■ WORK INSTRUCTIONS
Reproduce the following post about the afterlife research grant word for word, in full.

■ PASSAGE FOR REVIEW
I’m gonna save the Templeton Foundation and Professor John Martin Fischer a lot of time and money:
There’s no evidence of an afterlife and no amount of research is going to change that.
They won’t listen to me, of course, which is why Fischer just received a $5,000,000 grant (over three years) to study the afterlife:

Anecdotal reports of glimpses of an afterlife abound, but there has been no comprehensive and rigorous, scientific study of global reports about near-death and other experiences, or of how belief in immortality influences human behavior. That will change with the award of a three-year, $5 million grant by the John Templeton Foundation to John Martin Fischer, distinguished professor of philosophy at the University of California, Riverside, to undertake a rigorous examination of a wide range of issues related to immortality…
…
“We will be very careful in documenting near-death experiences and other phenomena, trying to figure out if these offer plausible glimpses of an afterlife or are biologically induced illusions,” Fischer said. “Our approach will be uncompromisingly scientifically rigorous. We’re not going to spend money to study alien-abduction reports. We will look at near-death experiences and try to find out what’s going on there — what is promising, what is nonsense, and what is scientifically debunked. We may find something important about our lives and our values, even if not glimpses into an afterlife.”

■ DATA UNDER STUDY
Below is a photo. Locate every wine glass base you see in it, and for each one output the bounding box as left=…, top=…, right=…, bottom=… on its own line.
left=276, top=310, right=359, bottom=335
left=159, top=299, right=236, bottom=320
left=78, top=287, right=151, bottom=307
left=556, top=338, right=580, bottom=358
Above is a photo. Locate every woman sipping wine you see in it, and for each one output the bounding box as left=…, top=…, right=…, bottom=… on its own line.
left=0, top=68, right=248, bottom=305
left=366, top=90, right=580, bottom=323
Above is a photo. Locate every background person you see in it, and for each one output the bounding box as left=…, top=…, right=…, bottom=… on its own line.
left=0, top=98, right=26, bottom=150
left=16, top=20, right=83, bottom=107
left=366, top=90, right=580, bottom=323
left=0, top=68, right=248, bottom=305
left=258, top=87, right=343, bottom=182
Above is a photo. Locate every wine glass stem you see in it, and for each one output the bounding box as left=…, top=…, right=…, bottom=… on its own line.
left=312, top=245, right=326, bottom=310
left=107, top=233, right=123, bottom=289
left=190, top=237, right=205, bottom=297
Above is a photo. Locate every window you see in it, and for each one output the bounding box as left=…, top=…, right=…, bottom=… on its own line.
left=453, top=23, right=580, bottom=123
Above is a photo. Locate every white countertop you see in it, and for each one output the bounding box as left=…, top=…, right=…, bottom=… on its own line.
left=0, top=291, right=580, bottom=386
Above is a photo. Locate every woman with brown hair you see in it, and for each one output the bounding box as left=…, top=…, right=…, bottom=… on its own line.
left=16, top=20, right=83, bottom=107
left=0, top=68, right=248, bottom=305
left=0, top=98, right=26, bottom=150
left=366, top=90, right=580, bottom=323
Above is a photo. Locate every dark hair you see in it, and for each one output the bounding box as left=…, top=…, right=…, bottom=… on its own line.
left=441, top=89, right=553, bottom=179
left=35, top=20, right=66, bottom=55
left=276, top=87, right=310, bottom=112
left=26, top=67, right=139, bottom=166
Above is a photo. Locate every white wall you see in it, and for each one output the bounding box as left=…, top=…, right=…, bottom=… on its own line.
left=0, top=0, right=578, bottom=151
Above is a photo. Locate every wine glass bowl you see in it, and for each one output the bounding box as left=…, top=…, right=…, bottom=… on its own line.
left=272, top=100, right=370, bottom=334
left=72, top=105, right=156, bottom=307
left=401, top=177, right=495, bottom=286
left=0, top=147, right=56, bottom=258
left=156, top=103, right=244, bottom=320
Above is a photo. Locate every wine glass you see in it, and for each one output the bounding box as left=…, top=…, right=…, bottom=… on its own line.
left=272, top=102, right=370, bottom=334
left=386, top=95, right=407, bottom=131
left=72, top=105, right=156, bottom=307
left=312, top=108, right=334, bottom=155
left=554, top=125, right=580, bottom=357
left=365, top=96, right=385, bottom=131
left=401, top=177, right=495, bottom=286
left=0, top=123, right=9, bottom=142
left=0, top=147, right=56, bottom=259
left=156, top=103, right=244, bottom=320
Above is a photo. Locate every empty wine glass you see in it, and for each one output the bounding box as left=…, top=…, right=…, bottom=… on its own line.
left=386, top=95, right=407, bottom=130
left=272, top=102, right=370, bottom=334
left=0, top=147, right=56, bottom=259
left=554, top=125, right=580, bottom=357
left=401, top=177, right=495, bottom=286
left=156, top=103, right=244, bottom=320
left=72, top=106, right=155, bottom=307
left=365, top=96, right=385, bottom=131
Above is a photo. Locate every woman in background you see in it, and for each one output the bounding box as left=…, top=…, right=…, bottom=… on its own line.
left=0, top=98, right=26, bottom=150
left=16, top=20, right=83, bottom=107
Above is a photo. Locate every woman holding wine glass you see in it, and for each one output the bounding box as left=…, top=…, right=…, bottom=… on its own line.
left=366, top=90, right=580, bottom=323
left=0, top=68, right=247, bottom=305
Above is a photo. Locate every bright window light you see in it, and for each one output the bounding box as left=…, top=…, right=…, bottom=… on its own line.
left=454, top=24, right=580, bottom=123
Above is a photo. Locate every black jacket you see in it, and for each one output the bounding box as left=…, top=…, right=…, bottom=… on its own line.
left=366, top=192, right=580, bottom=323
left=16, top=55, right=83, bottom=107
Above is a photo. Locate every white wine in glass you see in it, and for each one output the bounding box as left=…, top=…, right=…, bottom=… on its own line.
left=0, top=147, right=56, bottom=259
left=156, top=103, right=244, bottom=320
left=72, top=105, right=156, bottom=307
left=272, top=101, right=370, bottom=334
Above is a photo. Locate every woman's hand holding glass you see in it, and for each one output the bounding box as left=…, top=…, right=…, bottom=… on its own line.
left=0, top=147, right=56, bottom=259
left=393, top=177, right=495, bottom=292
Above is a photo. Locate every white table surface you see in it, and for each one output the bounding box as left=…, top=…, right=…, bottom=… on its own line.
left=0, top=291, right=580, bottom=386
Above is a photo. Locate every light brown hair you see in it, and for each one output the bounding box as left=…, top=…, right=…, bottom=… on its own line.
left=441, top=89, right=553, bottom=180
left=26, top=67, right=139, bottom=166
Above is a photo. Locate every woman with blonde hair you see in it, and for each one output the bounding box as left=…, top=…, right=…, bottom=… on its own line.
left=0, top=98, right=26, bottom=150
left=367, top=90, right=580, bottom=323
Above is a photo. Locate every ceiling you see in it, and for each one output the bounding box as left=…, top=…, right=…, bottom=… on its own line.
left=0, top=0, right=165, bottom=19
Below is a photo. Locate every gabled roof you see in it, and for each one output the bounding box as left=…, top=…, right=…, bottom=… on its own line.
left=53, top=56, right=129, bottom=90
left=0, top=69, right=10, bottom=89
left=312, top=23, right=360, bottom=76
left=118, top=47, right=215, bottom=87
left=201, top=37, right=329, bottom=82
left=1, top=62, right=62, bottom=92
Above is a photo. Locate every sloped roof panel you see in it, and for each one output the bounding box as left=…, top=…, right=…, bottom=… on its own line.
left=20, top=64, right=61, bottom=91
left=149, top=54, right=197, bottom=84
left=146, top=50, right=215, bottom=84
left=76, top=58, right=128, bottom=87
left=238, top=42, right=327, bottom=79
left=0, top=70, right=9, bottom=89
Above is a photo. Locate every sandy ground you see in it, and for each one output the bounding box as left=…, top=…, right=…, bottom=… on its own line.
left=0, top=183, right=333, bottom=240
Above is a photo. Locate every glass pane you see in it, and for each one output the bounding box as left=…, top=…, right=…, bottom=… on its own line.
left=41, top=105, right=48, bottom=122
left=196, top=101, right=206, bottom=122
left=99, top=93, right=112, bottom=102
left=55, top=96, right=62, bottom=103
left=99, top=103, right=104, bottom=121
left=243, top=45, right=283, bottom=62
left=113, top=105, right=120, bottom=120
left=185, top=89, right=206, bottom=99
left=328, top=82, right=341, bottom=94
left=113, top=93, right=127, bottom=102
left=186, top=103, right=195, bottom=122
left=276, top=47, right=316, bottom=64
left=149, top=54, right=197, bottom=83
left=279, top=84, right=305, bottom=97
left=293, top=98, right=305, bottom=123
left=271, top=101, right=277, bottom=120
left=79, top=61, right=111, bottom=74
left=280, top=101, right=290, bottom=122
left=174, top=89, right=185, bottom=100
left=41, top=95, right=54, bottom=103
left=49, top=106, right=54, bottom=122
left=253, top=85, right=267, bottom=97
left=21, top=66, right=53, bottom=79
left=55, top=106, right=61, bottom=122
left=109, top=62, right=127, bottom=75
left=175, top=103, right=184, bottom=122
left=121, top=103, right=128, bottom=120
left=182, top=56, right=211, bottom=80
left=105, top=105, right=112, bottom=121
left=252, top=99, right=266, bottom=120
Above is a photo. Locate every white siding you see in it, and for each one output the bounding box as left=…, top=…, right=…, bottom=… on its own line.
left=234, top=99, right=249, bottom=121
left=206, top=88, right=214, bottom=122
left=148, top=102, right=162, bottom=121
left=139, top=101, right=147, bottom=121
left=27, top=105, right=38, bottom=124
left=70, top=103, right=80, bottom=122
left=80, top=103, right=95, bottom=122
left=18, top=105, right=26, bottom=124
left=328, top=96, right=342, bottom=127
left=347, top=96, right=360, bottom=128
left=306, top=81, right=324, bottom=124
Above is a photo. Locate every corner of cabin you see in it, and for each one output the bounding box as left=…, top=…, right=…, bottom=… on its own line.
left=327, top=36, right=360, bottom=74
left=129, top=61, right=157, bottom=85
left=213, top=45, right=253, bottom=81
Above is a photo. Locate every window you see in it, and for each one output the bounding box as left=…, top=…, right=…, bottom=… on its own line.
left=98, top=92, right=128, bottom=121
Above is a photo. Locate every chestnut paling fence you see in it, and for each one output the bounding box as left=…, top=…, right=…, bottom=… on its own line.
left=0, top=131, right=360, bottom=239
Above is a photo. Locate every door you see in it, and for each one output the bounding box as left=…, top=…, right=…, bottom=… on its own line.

■ ANSWER SECTION
I’m gonna save the Templeton Foundation and Professor John Martin Fischer a lot of time and money:
There’s no evidence of an afterlife and no amount of research is going to change that.
They won’t listen to me, of course, which is why Fischer just received a $5,000,000 grant (over three years) to study the afterlife:

Anecdotal reports of glimpses of an afterlife abound, but there has been no comprehensive and rigorous, scientific study of global reports about near-death and other experiences, or of how belief in immortality influences human behavior. That will change with the award of a three-year, $5 million grant by the John Templeton Foundation to John Martin Fischer, distinguished professor of philosophy at the University of California, Riverside, to undertake a rigorous examination of a wide range of issues related to immortality…
…
“We will be very careful in documenting near-death experiences and other phenomena, trying to figure out if these offer plausible glimpses of an afterlife or are biologically induced illusions,” Fischer said. “Our approach will be uncompromisingly scientifically rigorous. We’re not going to spend money to study alien-abduction reports. We will look at near-death experiences and try to find out what’s going on there — what is promising, what is nonsense, and what is scientifically debunked. We may find something important about our lives and our values, even if not glimpses into an afterlife.”